>> START Material shown

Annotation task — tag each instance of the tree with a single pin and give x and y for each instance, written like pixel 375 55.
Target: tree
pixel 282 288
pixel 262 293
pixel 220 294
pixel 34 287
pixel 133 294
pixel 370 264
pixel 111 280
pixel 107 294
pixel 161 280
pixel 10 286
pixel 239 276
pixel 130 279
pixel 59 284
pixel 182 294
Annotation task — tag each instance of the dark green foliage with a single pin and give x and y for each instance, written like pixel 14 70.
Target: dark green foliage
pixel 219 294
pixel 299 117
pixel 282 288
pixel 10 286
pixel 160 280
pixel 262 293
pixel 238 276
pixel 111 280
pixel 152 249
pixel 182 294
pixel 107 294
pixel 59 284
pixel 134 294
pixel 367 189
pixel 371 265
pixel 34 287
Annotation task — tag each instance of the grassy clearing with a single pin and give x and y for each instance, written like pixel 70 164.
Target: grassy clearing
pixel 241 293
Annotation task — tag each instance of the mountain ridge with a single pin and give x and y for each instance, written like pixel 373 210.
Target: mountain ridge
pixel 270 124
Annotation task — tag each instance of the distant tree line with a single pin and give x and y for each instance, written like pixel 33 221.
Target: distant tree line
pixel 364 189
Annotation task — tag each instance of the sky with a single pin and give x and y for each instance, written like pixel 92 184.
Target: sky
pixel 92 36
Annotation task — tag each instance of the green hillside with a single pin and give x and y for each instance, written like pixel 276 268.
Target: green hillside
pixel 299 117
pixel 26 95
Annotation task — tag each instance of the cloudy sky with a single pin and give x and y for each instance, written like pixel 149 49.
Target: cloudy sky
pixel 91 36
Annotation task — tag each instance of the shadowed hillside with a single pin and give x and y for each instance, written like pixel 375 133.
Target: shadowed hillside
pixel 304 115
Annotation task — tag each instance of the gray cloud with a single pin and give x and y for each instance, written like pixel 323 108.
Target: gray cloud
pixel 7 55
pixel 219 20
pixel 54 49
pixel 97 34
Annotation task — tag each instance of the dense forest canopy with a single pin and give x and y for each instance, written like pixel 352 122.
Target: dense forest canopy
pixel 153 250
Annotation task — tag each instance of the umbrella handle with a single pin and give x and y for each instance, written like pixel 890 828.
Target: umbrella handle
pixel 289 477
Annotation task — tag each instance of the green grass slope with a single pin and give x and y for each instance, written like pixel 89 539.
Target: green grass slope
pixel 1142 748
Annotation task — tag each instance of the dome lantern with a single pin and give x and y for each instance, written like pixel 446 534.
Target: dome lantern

>> END Material shown

What you are asked to do
Can you retype the records word for word, from the very first line up to and including the line with "pixel 270 124"?

Task solution
Annotation task — tag each instance of the tree with a single pin and give x and y for each instance, written like pixel 375 55.
Target: tree
pixel 282 288
pixel 262 293
pixel 220 294
pixel 34 287
pixel 133 294
pixel 370 264
pixel 111 280
pixel 107 294
pixel 161 280
pixel 10 286
pixel 239 276
pixel 130 279
pixel 59 284
pixel 182 294
Annotation task — tag each instance of the dark green foliage with a single pin and give x and y for each instance, written like pixel 14 70.
Target: dark green foliage
pixel 219 294
pixel 299 117
pixel 282 288
pixel 10 286
pixel 160 280
pixel 262 293
pixel 238 276
pixel 111 280
pixel 152 249
pixel 182 294
pixel 107 294
pixel 59 284
pixel 134 294
pixel 367 189
pixel 371 265
pixel 34 287
Annotation task — tag each instance of the grassy clearing with a single pin and give x and y for each instance, written like pixel 70 164.
Target: grassy clearing
pixel 241 293
Annotation task — tag each instance of the mountain ridge with a single pin and give x and y for each instance, written like pixel 373 210.
Target: mountain ridge
pixel 270 124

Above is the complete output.